Ne soyons pas comme des images.


Un moment de lecture en compagnie d'une adorable Souris
            Comme des images, annonce sur une couverture lumineuse, épurée, attirante, avec un air futuriste non négligeable un titre imposant qui s’efface doucement. Comme un cri cependant fragile, transparent, non affirmé. Peut-être tient-on là l’essentiel du livre. En un titre seulement, une couverture, le talent graphique de la collection. 
En dessous deux jeunes filles, quasiment identique, des jumelles, certainement. 
Et en quatrième de couverture, en annonce, en introduction, en phrase d’accroche, ces quelques mots : « Il etait une fois des ados sages comme des images. » 

Il etait une fois. 
            Un conte ? Vraiment ? Alors que tout semble nous annoncer le récit quotidien d’une bande d’ados. Alors que tout semble évoquer la technologie, la modernité. Alors qu’on n’a pas l’impression de laisser place là aux histoires. Et encore moins aux contes, dans leurs récits merveilleux et plein de rêves.

Données fournies:

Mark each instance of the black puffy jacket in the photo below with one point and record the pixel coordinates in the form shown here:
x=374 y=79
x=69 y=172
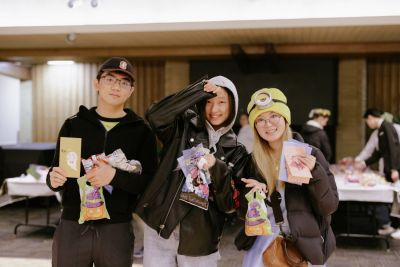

Consigne:
Reproduisez intégralement, sans la moindre modification, le texte consacré au livre « Comme des images ».

Réponse:
Ne soyons pas comme des images.


Un moment de lecture en compagnie d'une adorable Souris
            Comme des images, annonce sur une couverture lumineuse, épurée, attirante, avec un air futuriste non négligeable un titre imposant qui s’efface doucement. Comme un cri cependant fragile, transparent, non affirmé. Peut-être tient-on là l’essentiel du livre. En un titre seulement, une couverture, le talent graphique de la collection. 
En dessous deux jeunes filles, quasiment identique, des jumelles, certainement. 
Et en quatrième de couverture, en annonce, en introduction, en phrase d’accroche, ces quelques mots : « Il etait une fois des ados sages comme des images. » 

Il etait une fois. 
            Un conte ? Vraiment ? Alors que tout semble nous annoncer le récit quotidien d’une bande d’ados. Alors que tout semble évoquer la technologie, la modernité. Alors qu’on n’a pas l’impression de laisser place là aux histoires. Et encore moins aux contes, dans leurs récits merveilleux et plein de rêves.